▶ [Testo da leggere]:
————
Recensione: Aux jours qui viennent
- Bastien Bouillon brilla di un bagliore oscuro in un racconto di potere, che mescola realismo psicologico e inquietante suspense, scritto da Nathalie Najem

"È difficile amarlo. Devi solo cercare di non amarlo troppo". In una vita quotidiana in cui la solitudine è spesso difficile da gestire, tanto emotivamente quanto economicamente, la dipendenza dai sentimenti può rivelarsi molto pericolosa. Se la persona amata agisce con intenzioni distorte e un malessere che si irradia sotto forma di menzogne, desiderio di controllo e manipolazione, la spada di Damocle della violenza finisce per far precipitare la situazione in un vicolo cieco, come una gabbia invisibile da cui è vitale, ma molto difficile, uscire. Questo è il tema, tra pulsioni di vita e di morte, che Nathalie Najem ha affrontato in Aux jours qui viennent, suo primo lungometraggio da regista, uscito nelle sale francesi il 23 luglio con Paname Distribution.
————
Dati raccolti
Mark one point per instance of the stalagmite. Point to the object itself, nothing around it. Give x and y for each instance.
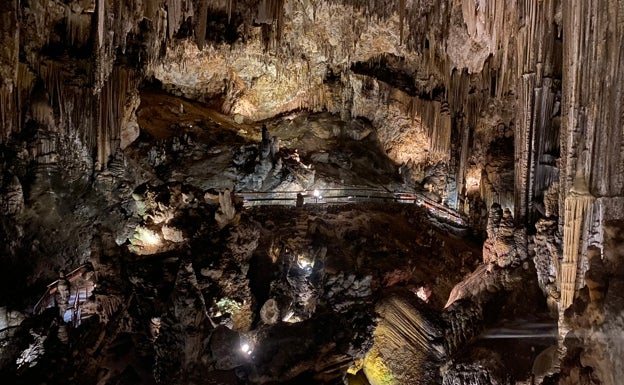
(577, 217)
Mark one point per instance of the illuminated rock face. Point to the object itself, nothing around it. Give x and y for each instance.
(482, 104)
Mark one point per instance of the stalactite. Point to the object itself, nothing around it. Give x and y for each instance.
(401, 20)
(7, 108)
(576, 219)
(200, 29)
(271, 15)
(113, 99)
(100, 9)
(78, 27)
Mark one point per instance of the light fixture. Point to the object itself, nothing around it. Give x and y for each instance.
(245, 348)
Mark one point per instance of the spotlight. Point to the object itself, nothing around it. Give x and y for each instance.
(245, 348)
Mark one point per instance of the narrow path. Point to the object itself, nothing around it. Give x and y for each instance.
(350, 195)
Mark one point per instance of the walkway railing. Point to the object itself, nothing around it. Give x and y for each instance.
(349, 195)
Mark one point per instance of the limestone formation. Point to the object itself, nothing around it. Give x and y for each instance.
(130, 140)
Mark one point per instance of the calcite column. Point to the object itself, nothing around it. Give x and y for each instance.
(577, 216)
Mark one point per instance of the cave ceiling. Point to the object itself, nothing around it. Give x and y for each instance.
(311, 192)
————
▶ [Consegna]: Prosegui la recensione del film Aux jours qui viennent, riprendendo subito dopo l'ultima frase riportata.

▶ [Risposta al compito]:
"Non voglio mentirti, ma non ti piacerà". Come questa confessione di Joachim (Bastien Bouillon), un eroinomane aggrappato alla sua ragazza Shirine (Alexia Chardard) che lavora in Sicilia identificando i migranti morti nei naufragi, la sceneggiatura scritta dalla regista non cerca di mascherare l'atmosfera distruttiva che aleggia attorno a un uomo che sa come giocare sulla sua seducente fragilità. In realtà, c'è un'altra donna che conosce molto bene i pericoli che ciò comporta, ed è nientemeno che la sua ex compagna, Laura (una Zita Hanrot molto credibile) che vive da sola a Nizza con Lou (Maya Hirsbein), la loro figlia di nove anni, in ansia per i richiami di questo ex amore di cui conosce fin troppo bene ogni sfaccettatura, da cui tiene quindi a distanza, ma con cui condivide ancora una figlia.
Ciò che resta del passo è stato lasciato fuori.